• [Extracted entries]:
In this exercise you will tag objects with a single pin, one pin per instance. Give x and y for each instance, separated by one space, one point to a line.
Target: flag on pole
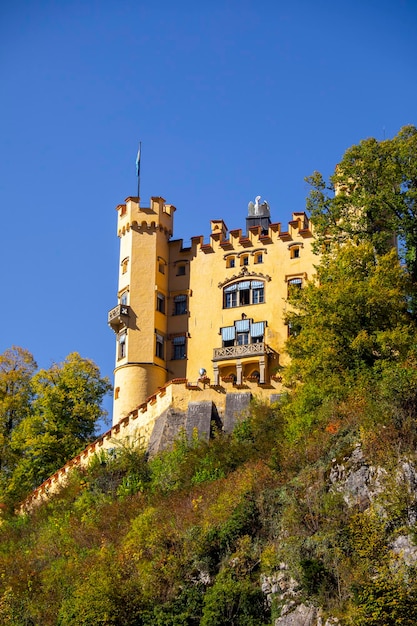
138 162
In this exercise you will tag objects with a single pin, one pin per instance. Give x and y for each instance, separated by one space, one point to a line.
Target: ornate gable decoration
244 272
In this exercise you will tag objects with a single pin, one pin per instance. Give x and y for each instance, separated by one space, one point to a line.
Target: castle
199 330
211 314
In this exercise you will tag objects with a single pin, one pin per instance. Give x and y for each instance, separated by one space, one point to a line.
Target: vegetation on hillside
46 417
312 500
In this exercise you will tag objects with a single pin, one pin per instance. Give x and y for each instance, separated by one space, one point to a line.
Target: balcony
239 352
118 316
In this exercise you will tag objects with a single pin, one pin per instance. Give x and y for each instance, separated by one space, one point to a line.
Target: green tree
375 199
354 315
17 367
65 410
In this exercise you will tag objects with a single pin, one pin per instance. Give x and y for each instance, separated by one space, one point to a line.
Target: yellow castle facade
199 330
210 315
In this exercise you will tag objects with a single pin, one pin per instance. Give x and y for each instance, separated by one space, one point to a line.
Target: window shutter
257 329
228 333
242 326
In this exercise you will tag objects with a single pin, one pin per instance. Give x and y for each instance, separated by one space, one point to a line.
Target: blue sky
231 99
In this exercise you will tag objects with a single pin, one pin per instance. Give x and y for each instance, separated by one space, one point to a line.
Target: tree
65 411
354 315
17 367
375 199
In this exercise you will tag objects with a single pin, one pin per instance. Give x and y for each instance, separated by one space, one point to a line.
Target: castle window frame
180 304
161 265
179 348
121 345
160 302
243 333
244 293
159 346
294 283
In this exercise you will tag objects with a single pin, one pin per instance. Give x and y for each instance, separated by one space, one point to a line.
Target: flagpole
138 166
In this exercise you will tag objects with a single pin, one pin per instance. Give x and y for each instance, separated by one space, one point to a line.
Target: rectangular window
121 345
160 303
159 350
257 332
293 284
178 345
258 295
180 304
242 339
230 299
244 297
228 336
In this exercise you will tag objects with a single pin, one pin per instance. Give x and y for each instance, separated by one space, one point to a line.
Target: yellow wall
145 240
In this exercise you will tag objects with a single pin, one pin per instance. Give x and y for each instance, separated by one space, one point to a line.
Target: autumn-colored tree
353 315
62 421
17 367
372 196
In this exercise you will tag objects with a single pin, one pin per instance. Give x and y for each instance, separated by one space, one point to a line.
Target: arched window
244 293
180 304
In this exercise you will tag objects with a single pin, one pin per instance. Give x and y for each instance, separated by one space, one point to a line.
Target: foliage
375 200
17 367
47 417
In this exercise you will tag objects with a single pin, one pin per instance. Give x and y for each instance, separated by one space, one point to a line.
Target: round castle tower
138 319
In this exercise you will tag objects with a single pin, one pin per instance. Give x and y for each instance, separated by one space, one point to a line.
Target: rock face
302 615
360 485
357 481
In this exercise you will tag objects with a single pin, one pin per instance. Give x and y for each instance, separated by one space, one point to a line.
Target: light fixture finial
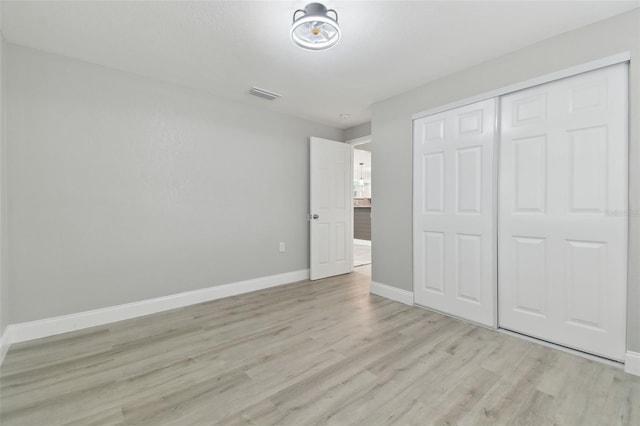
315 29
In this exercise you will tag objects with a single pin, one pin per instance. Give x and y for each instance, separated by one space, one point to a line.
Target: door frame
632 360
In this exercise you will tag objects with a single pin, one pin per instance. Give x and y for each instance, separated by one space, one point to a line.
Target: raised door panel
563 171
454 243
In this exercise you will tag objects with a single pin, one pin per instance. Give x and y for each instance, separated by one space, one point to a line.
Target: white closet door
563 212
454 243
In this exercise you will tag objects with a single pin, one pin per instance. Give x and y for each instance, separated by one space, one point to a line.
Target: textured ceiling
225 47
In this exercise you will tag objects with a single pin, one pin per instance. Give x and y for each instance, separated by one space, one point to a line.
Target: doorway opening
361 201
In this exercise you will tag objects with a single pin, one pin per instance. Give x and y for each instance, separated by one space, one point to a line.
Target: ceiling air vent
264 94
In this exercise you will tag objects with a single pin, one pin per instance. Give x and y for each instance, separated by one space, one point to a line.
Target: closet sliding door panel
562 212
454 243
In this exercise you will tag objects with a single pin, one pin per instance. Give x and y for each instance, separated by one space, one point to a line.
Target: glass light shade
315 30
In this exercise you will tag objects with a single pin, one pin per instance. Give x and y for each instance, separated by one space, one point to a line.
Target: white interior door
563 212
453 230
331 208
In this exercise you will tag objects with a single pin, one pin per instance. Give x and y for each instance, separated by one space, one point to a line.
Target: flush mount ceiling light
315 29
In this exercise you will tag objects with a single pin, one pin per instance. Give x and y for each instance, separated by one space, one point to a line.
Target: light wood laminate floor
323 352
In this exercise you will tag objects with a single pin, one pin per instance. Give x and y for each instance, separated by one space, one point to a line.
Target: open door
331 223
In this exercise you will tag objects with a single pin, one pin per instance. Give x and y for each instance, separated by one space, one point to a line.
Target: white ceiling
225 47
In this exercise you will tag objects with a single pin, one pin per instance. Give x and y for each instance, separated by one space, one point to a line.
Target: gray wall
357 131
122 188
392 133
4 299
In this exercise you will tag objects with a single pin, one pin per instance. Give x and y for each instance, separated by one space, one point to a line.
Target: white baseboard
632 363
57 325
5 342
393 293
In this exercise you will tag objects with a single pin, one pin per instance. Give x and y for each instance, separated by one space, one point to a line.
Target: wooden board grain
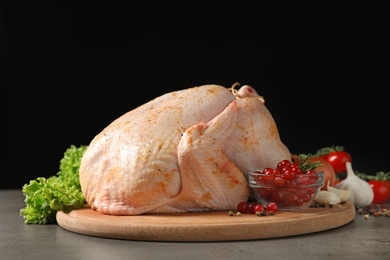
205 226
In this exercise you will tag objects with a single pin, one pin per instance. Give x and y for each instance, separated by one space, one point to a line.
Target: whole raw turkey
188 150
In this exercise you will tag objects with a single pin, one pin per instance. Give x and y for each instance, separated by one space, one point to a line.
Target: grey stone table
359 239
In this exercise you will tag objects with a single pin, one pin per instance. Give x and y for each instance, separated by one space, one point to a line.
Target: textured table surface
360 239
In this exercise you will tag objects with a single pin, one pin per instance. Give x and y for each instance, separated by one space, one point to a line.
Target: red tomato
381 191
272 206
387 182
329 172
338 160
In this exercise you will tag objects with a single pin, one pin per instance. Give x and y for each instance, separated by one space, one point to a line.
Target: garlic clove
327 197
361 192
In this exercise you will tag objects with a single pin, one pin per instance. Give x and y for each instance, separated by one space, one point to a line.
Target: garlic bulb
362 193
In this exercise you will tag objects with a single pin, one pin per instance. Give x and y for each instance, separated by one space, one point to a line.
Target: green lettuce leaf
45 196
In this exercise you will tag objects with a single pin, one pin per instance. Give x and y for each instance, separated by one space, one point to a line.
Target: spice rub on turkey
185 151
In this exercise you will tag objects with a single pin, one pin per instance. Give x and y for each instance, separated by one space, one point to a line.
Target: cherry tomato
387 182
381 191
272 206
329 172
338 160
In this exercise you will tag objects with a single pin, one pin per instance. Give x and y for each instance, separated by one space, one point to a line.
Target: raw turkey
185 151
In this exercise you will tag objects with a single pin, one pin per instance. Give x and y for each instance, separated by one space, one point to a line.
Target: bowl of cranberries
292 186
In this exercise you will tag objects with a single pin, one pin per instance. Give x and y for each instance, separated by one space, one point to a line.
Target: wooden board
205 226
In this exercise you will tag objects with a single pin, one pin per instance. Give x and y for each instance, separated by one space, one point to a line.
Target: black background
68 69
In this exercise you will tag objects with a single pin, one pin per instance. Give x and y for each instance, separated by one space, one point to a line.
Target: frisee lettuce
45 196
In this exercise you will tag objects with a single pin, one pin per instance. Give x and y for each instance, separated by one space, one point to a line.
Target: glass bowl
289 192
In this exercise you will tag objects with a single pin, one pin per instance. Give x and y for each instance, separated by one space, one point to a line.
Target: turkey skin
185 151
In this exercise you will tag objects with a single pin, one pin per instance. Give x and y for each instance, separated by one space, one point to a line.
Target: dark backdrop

• [Work instruction]:
Reproduce the data word for word without its images.

• [Result]:
In this exercise you will tag objects with a single pin, one pin per instance. Give x and y for each instance, separated by one space, one point to a line.
Target: flag on pole
138 162
In this exercise you will tag objects with a single pin, one pin per instance. Give x and y for each instance, separated by one space, one point to a line.
Target: ornate gable decoration
244 272
In this exercise you will tag objects with a single pin, one pin per instance. Give x and y for each instance, separated by one space, one point to a line.
Target: castle
199 330
211 314
In this exercise you will tag objects with a single pin, one pin per instance. Give x and y for each instance, separated by one space, one point to a line.
Target: vegetation on hillside
46 417
312 500
In this exercise you will tag objects with a single pin, one pin per instance. Give x and y for each instance, separated by one space, one point to a line.
Target: balcony
239 352
118 316
In this exercise you will tag objects with a single pin, one pin per instance. Give x and y for each instance, separated by one space, one point to a line.
Target: green tree
375 199
354 315
17 367
65 410
In this exercise you will tag objects with a single pin, one pin per instance. Give x and y for each instance, separated by one space, one point to a line.
Target: yellow castle facade
199 330
210 315
In this exercise you will tag objects with a single pin, one pin per instance. Give x and y for each instance, separated by one space, one point to a line.
Target: window shutter
257 329
228 333
242 326
In this exercise you will tag objects with a single pin, one pin per instance. Give x and y for each instance, separated by one space, one point to a line.
Target: blue sky
231 99
In this exercise you will tag objects with a single pin, one pin per instance. Give x and y for each instance, separated by one space, one point to a line.
Target: tree
65 411
354 315
17 367
375 199
In this exercise you will tag objects with a single pin, one pin per instance. Give x and y for each instance, separated by one space, one point to a line.
Target: castle window frame
180 304
161 265
179 348
121 345
160 302
243 333
244 293
159 346
294 283
In this exercise you will tag objects with a single pin, one pin per instance. Give x and y for each instance, separated by one space, one point to a line.
Target: flagpole
138 166
In this exercise you will tag objects with a single pin, one pin per instance. Give x and y for each instance, separated by one space, one point to a line.
Target: rectangular window
121 345
160 303
159 350
257 332
293 284
178 345
258 295
180 304
242 339
230 299
244 297
228 336
In this exercise you will tag objects with a single pin, one pin per instance. Give x and y for each instance, separated by one space, one point to a line.
Target: yellow wall
145 240
In this exercise you will tag objects with a single pin, one pin per instance. Give x and y for each instance, separated by one space, one point to a line.
Target: autumn-colored tree
353 315
62 421
17 367
372 196
In this exercise you will tag objects with a single pin, one pin per instance. Give x and y for each instance, separated by one space, one point to a line.
Target: arched window
244 293
180 304
In this exercise you will tag objects with a single pin, one pin per instance. Give x and y for each instance, separated by one space, one point to a line.
Target: foliage
375 200
17 367
47 417
In this exercise you will tag objects with a single pin, one pin per instance. Give x and y for each instance, separated by one space, one point to a line.
Target: round castle tower
138 319
In this exercise you will tag objects with a single pin, one pin per instance. Give x and y for each instance, separated by one space, one point to a line.
Target: rock face
302 615
360 485
357 481
In this exercise you will tag objects with a single pin, one pin per instance. Give x and y for each instance, separated by one space, one point to a line.
Target: light fixture finial
315 29
In this exercise you will tag objects with a single pin, one pin per instance. Give x and y for each instance, separated by one space, one point to a line.
Target: door frame
632 360
In this exercise you will tag objects with a single pin, one pin per instance. Give x and y for each instance, separated by one space, one point to a line.
Target: raised door panel
563 171
454 243
In this exercise you will tag objects with a single pin, one pin per instance. Give x and y for each instance, separated by one space, one point to a line.
Target: white closet door
563 212
454 243
In this exercise you will tag objects with a single pin, one pin per instance. Give x and y for each instance, separated by one space, one point to a line.
Target: textured ceiling
225 47
In this exercise you will tag objects with a single pin, one pin per instance. Give x and y for each instance, separated by one space, one point to a line.
Target: doorway opening
361 201
In this exercise you will tag objects with a single pin, one pin per instance. Give x and y for each instance, separated by one space, one point to a line.
Target: ceiling air vent
264 94
In this exercise you will tag objects with a single pin, one pin per instance. Give x and y for each instance, separated by one space, one point to a line.
Target: closet sliding door panel
562 212
454 243
In this exercise you will tag objects with a single pin, one pin per instance. Give x and y for each instance, separated by one space, one point to a line.
Target: glass light shade
315 30
In this exercise you will tag objects with a single pin, one pin per instance. Give x and y for each instance, separated by one space, one point to a line.
Target: white interior door
563 212
453 230
331 208
In this exercise you will tag objects with a single pin, one pin per instance. Give x and y for each instance, separated by one space, one point to a line.
Target: flush mount ceiling light
315 29
In this exercise you will tag objects with a single pin, one pin per instance. Give x and y for each instance, separated by one space, one point to a line.
Target: light wood laminate floor
323 352
In this exercise you will tag objects with a single pin, one pin per instance. Give x and y for each instance, separated by one space, one point to a line.
Target: open door
331 223
In this exercise you will tag objects with a single pin, one pin per instance. Give x and y for each instance, separated by one space, one point to a line.
Target: white ceiling
225 47
In this exercise you will tag objects with a single pin, one pin per instance. Give x and y for each instance, separated by one space, one point to a line.
Target: gray wall
357 131
122 188
392 133
4 299
In this exercise you will tag objects with a single pin, one pin per instance. Give x and y for each instance, separated by one space, one point to a line.
Target: white baseboard
632 363
57 325
5 342
393 293
In this exercise you will tag objects with a single pin, one pin per instance. Give x and y for each instance, separated by one space, one point to a line.
Target: wooden board grain
205 226
In this exercise you will tag objects with a single pin, one pin per instance. Give x and y for each instance, separated by one space, one point to a line.
Target: whole raw turkey
188 150
In this exercise you will tag objects with a single pin, one pin per instance. Give x and y for each instance, separated by one space, one point to a line.
Target: grey stone table
359 239
In this exercise you will tag objects with a single pin, one pin per instance. Give x and y for each instance, separated by one space, one point to a line.
Target: textured table surface
360 239
In this exercise you will tag objects with a single pin, one pin per instance. Give x and y for each instance, separated by one space, one point to a line.
Target: red tomato
381 191
272 206
387 182
329 172
338 160
In this exercise you will tag objects with a single pin, one pin per instance. Give x and y for each instance, separated by one space, one point to a line.
Target: garlic clove
327 197
361 192
In this exercise you will tag objects with a single pin, one pin per instance. Give x and y for each instance, separated by one space, one point to a line.
Target: garlic bulb
362 193
In this exercise you will tag objects with a single pin, one pin per instance. Give x and y for each instance, separated by one space, one point to a line.
Target: green lettuce leaf
45 196
In this exercise you will tag objects with a single pin, one pin per instance. Give x and y for each instance, separated by one space, one point to a line.
Target: spice rub on turkey
185 151
In this exercise you will tag objects with a single pin, one pin per instance. Give x and y for each instance, separated by one space, one point to a line.
Target: cherry tomato
387 182
381 191
272 206
329 172
338 160
In this exercise you will tag objects with a single pin, one pin per instance. Give x and y for each instance, separated by one space, one point to a line.
Target: raw turkey
185 151
In this exercise you will tag objects with a single pin, one pin per instance. Give x and y for each instance, separated by one space, one point to a line.
Target: bowl of cranberries
292 186
In this exercise you will tag objects with a single pin, one pin per instance. Give x and y for each instance, separated by one space, one point to a line.
Target: wooden board
205 226
In this exercise you will tag objects with a single pin, one pin per instance. Give x and y for each instance, separated by one space, one point to a line.
Target: black background
68 69
In this exercise you will tag objects with a single pin, one pin per instance. Give x and y for each instance, separated by one space, one point to a line.
Target: frisee lettuce
45 196
In this exercise you will tag objects with a single pin, one pin per instance. Give x and y for each instance, separated by one space, one point to a line.
Target: glass bowl
289 192
In this exercise you will tag objects with a single pin, one pin per instance. Give x and y for each instance, separated by one space, one point to a line.
Target: turkey skin
185 151
In this exercise you will tag objects with a single pin, one pin per instance. Give x and y for each instance, separated by one space, one point to a line.
Target: dark backdrop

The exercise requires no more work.